PASSAGE TO READ: Begin

Treatment of dysplasia
If you have been diagnosed with moderate or high-grade dysplasia, your health care provider will talk with you about your treatment options.
Moderate and high-grade cervical dysplasia
Cervical dysplasia is referred to as cervical intraepithelial neoplasia (CIN). Most people with moderate cervical dysplasia (CIN 2) or high-grade cervical dysplasia (CIN 3) are treated with loop electrosurgical excision procedure (LEEP) or cold knife conization. Talk with your health care provider to learn about the best treatment option for you.
Moderate and high-grade anal, penile, vaginal, and vulvar dysplasia
These types of moderate or high-grade dysplasia may be treated with surgery (such as wide local excision) or topical treatments: anal dysplasia (also called anal intraepithelial neoplasia, or AIN), penile dysplasia (also called penile intraepithelial neoplasia, or PeIN), vaginal dysplasia (also called vaginal intraepithelial neoplasia, or VAIN), and vulvar dysplasia (also called vulvar intraepithelial neoplasia, or VIN).
How does HPV cause cancer?

PASSAGE TO READ: End

| QUESTIONS TO ANSWER |
1 > From the passage on dysplasia treatment, list each type of dysplasia named under the heading "Moderate and high-grade anal, penile, vaginal, and vulvar dysplasia," along with the other name it is given.
2 > Answer these questions using the passage on dysplasia treatment:
(a) What is cervical dysplasia referred to as?
(b) What two procedures are used to treat most people with CIN 2 or CIN 3?
(c) What example of surgery is given for moderate or high-grade anal, penile, vaginal, and vulvar dysplasia?
3 > Copy word for word the part of the passage on dysplasia treatment starting with "Moderate and high-grade cervical" and going on through "neoplasia, or VIN).".

RECORD EXTRACTS: Begin

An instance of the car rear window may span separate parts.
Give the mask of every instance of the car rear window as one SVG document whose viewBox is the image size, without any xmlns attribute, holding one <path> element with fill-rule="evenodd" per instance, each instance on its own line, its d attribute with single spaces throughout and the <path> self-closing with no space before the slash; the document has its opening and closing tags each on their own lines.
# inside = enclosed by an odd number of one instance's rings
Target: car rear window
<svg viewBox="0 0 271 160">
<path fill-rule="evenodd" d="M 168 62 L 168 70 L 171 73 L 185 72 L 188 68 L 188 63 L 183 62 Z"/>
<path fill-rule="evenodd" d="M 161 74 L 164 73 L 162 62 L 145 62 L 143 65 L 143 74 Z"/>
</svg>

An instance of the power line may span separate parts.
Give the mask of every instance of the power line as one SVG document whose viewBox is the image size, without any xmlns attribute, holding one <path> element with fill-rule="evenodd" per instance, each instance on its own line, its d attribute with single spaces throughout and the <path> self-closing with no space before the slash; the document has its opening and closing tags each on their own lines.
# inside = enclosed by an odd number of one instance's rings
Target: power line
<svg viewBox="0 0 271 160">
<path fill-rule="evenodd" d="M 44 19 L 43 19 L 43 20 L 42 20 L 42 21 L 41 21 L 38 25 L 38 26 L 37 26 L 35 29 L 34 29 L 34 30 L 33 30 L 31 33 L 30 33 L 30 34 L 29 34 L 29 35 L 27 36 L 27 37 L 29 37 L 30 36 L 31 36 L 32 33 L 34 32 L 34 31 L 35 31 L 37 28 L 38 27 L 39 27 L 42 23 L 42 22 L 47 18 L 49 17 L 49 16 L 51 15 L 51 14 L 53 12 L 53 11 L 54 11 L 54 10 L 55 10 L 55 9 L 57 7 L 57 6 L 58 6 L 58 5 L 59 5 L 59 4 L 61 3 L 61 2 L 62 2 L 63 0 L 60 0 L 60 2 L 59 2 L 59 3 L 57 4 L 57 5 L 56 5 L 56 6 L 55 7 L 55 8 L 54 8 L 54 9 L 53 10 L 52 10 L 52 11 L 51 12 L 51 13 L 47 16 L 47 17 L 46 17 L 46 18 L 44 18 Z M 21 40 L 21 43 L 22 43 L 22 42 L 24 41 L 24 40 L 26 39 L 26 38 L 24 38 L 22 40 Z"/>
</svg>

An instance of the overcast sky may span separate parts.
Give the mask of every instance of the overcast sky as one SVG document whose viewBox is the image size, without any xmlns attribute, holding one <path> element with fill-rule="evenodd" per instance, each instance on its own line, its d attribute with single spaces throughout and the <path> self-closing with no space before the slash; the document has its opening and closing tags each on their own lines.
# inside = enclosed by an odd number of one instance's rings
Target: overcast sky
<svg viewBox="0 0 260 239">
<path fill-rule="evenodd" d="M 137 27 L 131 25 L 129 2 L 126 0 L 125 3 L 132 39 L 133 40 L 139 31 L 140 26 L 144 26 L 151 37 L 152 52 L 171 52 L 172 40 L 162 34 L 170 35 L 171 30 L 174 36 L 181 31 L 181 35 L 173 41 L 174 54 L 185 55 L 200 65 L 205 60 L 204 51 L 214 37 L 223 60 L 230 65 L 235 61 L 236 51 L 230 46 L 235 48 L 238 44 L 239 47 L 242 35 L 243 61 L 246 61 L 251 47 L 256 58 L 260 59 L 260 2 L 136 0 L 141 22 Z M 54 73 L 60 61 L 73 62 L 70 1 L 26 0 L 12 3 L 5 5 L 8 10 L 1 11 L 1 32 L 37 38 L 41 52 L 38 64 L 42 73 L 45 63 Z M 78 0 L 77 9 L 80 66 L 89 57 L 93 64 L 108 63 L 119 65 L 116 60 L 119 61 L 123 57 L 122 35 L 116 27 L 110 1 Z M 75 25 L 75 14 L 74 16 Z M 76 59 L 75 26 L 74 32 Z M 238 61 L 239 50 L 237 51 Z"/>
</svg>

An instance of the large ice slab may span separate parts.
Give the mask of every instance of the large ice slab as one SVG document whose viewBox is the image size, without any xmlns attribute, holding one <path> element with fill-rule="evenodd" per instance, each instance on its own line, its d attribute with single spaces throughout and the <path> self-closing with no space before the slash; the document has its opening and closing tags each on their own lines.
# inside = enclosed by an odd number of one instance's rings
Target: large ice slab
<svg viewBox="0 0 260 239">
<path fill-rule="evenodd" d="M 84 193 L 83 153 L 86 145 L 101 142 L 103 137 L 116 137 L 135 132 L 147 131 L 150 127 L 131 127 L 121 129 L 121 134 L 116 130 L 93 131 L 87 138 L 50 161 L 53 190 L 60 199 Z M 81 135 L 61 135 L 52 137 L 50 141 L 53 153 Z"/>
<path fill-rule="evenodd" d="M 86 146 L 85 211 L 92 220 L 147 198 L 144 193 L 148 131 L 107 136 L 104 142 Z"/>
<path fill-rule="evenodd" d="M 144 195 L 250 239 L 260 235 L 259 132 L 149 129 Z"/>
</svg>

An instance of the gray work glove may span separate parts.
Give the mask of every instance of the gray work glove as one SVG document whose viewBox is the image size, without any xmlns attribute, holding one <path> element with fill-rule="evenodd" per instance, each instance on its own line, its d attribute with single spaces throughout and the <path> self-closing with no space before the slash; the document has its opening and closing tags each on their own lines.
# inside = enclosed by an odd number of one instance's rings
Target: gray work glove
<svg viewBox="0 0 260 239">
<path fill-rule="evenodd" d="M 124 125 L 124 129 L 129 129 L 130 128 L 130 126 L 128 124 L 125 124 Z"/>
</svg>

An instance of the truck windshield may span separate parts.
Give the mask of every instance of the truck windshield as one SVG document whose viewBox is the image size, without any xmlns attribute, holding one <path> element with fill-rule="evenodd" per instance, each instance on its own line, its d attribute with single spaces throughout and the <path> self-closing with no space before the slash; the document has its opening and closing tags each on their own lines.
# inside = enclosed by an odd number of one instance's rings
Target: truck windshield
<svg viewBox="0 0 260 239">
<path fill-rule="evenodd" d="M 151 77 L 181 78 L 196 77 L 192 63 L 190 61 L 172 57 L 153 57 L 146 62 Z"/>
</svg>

RECORD EXTRACTS: End

| ANSWERS BY TASK |
1 >
- Anal dysplasia: anal intraepithelial neoplasia, or AIN
- Penile dysplasia: penile intraepithelial neoplasia, or PeIN
- Vaginal dysplasia: vaginal intraepithelial neoplasia, or VAIN
- Vulvar dysplasia: vulvar intraepithelial neoplasia, or VIN

2 >
(a) Cervical intraepithelial neoplasia (CIN)
(b) Loop electrosurgical excision procedure (LEEP) or cold knife conization
(c) Wide local excision

3 >
Moderate and high-grade cervical dysplasia
Cervical dysplasia is referred to as cervical intraepithelial neoplasia (CIN). Most people with moderate cervical dysplasia (CIN 2) or high-grade cervical dysplasia (CIN 3) are treated with loop electrosurgical excision procedure (LEEP) or cold knife conization. Talk with your health care provider to learn about the best treatment option for you.
Moderate and high-grade anal, penile, vaginal, and vulvar dysplasia
These types of moderate or high-grade dysplasia may be treated with surgery (such as wide local excision) or topical treatments: anal dysplasia (also called anal intraepithelial neoplasia, or AIN), penile dysplasia (also called penile intraepithelial neoplasia, or PeIN), vaginal dysplasia (also called vaginal intraepithelial neoplasia, or VAIN), and vulvar dysplasia (also called vulvar intraepithelial neoplasia, or VIN).